Friday, May 16, 2008

The myth that tourism is a basis for a local economy...

...is about to get busted. Too bad the learning curve is awfully steep. My community leaders certainly don't get it - yet.

TRAVEL - The Summer of Our Discontent
Are high gas prices killing the family road trip?
By Linda Stern | Newsweek Web Exclusive
May 15, 2008 | Updated: 1:16 p.m. ET May 15, 2008

Here comes the summer of our discontent. Economic pessimism and high prices on gas and food have Americans in a sour mood and curtailing their vacation plans, though they probably need those stress-busting breathers more than ever. Just ask Amy and Adam Geurden of Hollandtown, Wisc., parents of Eric, 6, Holly, 3, and Jake, 2. "We were going to take lots of weekends and short trips with the kids," says Amy. "We were going to go to the Wisconsin Dells, the Bay Beach Amusement Park in Green Bay, to Chicago and Door County." Then Amy did the math: 17 miles per gallon in the Chevy Suburban and $4 a gallon gas. Now the Guerdens are planning a "staycation" around the backyard swimming pool instead. "I'm really disappointed," she says.

So is almost everyone else. Almost 60 percent of Americans are cutting back their vacation plans because of gas prices....


And of the remaining 40%, about 5% are so rich they don't care, and the other 35% haven't sat down and done the math yet, or been told by their boss yet that there won't be any raises this year (since many companies and municipalities have fiscal years that start in July), or got socked with that end of winter "adjustment" bill from their local utility company...

The article goes on to suggest some ideas for - wait for it - relocalizing. But just "going on vacation" closer to home is not going to cut it for most people. Most people will not be going "on vacation" anytime in the next several years or more. And the economies we have built on importing goods, travel, commuting, and tourism are going to break under the pressure.

It is extremely amusing to me to hear people say that private school is "non-negotiable" and 2 cars, mostly SUVs are "indispensable," and that they "don't need" to sit down and do any serious financial analysis of their situation because things "have" to get better.

No, class, they don't "have" to get better.

We "have" to readjust the false paradigm that we have been brainwashed to think are "non-negotiable." As more and more wives with low to mid-paying jobs actually start to make their household budgets worse instead of better due to the sheer cost of that second car and gasoline expenses, I expect to see an incredible amount of resources and opportunities go down the drain as people try and make any and every adjustment to avoid admitting the feminist paradigm is a failure and that the old-fashioned social contract is the only viable economic formula for making our communities work out here in the real world, where "perpetual growth" of income and resources is impossible.

Extracted entries

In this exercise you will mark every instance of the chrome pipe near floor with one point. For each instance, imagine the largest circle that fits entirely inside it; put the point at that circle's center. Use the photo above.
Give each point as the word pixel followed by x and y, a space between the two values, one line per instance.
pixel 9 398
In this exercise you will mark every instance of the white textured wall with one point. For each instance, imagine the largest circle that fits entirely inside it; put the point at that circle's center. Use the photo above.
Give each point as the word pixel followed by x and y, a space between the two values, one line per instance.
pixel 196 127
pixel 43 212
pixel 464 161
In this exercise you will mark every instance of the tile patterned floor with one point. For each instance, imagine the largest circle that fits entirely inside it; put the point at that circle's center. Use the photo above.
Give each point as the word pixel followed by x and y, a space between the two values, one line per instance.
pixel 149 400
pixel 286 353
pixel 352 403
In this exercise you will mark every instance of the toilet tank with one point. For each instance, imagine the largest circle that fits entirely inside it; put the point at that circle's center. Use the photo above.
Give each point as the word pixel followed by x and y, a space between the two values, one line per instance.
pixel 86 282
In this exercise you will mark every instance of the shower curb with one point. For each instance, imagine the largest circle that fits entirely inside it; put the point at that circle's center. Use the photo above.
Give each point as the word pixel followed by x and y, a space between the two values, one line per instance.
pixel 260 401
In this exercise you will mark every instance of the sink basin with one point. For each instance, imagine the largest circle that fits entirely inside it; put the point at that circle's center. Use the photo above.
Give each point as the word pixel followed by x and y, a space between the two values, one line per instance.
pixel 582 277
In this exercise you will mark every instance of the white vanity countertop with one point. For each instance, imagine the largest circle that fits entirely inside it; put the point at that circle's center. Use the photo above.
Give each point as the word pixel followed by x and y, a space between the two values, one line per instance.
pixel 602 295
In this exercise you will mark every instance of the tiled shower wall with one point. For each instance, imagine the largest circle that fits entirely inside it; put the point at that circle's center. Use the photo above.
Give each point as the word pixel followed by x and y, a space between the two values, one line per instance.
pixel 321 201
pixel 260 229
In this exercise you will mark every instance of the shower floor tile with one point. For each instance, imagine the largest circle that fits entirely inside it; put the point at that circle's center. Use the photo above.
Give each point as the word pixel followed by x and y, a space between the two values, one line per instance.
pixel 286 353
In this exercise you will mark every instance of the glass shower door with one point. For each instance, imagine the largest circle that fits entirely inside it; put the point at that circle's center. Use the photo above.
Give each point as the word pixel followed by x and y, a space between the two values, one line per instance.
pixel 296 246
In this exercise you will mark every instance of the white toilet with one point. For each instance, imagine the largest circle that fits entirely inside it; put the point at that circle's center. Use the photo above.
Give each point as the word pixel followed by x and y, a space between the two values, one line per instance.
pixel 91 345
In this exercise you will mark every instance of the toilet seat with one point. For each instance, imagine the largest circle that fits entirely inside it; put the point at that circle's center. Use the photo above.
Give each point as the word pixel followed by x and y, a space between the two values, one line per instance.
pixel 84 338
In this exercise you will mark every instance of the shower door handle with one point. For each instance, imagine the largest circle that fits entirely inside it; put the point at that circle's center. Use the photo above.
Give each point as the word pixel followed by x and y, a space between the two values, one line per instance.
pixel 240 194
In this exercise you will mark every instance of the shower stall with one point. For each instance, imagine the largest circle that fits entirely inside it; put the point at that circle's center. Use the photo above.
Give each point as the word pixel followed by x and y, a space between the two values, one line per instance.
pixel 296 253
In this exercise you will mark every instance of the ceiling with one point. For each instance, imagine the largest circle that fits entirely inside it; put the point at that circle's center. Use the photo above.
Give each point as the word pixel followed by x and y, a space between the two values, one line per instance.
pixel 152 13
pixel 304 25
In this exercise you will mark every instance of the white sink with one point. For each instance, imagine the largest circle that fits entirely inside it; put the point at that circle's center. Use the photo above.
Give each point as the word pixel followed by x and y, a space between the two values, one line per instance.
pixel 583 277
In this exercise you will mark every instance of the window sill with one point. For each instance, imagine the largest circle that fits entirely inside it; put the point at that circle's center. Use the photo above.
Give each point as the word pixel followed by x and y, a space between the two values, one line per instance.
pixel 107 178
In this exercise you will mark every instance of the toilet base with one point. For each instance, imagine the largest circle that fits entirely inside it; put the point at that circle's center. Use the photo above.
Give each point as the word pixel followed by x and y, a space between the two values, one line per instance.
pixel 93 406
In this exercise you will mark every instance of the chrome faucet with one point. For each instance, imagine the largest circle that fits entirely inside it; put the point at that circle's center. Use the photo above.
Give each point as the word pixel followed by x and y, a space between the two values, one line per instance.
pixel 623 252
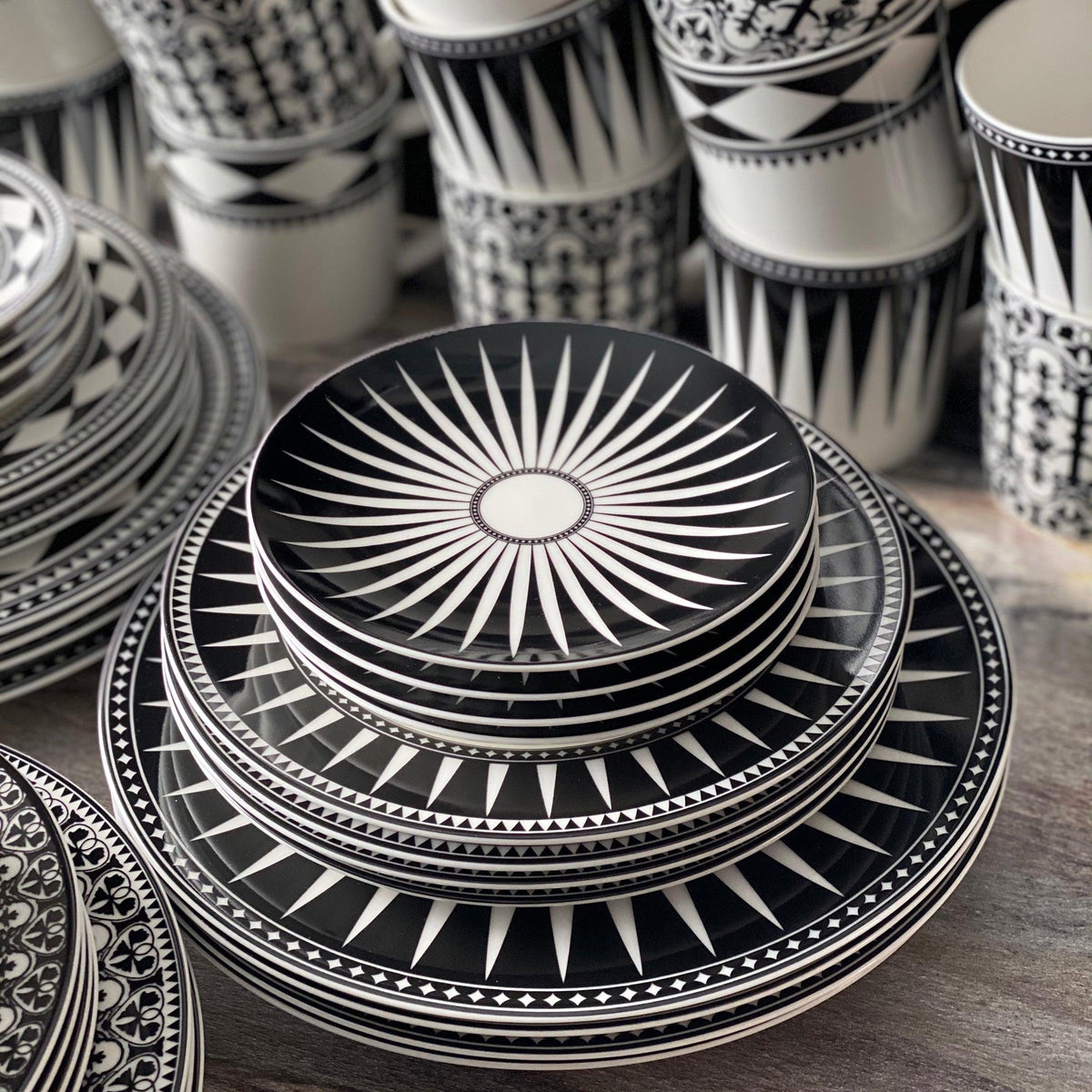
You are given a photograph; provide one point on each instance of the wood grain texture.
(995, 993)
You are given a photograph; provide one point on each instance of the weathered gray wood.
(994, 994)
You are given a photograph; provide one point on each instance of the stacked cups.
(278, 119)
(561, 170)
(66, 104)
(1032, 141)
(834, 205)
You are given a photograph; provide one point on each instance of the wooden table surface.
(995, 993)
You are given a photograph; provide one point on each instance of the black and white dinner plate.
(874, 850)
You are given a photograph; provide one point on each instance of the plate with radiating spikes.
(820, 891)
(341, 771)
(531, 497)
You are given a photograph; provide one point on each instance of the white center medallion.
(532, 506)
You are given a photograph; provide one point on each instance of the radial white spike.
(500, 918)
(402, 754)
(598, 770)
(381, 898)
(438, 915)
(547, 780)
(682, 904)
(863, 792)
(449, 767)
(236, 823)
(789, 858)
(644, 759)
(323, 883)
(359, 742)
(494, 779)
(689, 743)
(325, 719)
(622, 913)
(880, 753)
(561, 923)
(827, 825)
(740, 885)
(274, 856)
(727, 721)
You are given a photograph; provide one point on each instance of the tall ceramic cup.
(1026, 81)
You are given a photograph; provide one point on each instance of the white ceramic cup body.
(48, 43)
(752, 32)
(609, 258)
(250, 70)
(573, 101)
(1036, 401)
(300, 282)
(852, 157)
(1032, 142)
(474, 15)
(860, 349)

What you will do
1. Recast the records, from the line containing "tall ceramic cup." through the end of the records, as a two-column CSV with the headers request and answer. Give one row per request, putting each value in a single quoted field with line breaks replaced by spaces.
2. Continue the blog post on gas prices and tourism from the point where it stops.
The blog post about gas prices and tourism and the records are unrelated material.

Answers
1.
request,answer
"You are given a photograph; provide one point on each instance of the tall ceramic cup.","(1026, 81)"
"You are given a photograph; provide one point on each instance of the white ceramic cup body.","(48, 43) (752, 32) (609, 258) (250, 70) (573, 101) (1036, 401) (300, 282) (852, 157) (1032, 142) (474, 15) (860, 349)"

2.
And relocalization of manufacturing, crafts, trades, skills, farming, and services is going to have to be a big part of that paradigm shift. Another big part of it is that things that used to be unpaid labour, such as childcare, eldercare, homeschooling, community services, and so on are going to have to return to being unpaid. And yes, women are most likely going to have to do the bulk of the unpaid work as mothers and wives who stay home to take care of the needs of the children, parents, extended family, education, community and religious obligations. There will be a lot of wailing and gnashing of teeth from the feminists, but they'll just have to get over it.

We can't keep hemorrhaging our limited money into the failed centralized systems, and we can't keep shoving off our own personal obligations onto the paid economy when there simply isn't enough money to do so. The only way communities are going to survive peak oil and the recession that is already here is to reduce living expenses - and that means pulling out of things we can no longer afford. Relocalized communities don't need cars. They don't need to pay tuition. They don't need to import food or goods from halfway across the world.

But unlike the Amish, we DO care what the world thinks of us - we are very much plugged into it. The worldly materialistic culture has swallowed Jewish culture, lock, stock and barrel. That's a fact. And being spit back out is going to be a painful process - and it's either that, or be digested.

Pick one.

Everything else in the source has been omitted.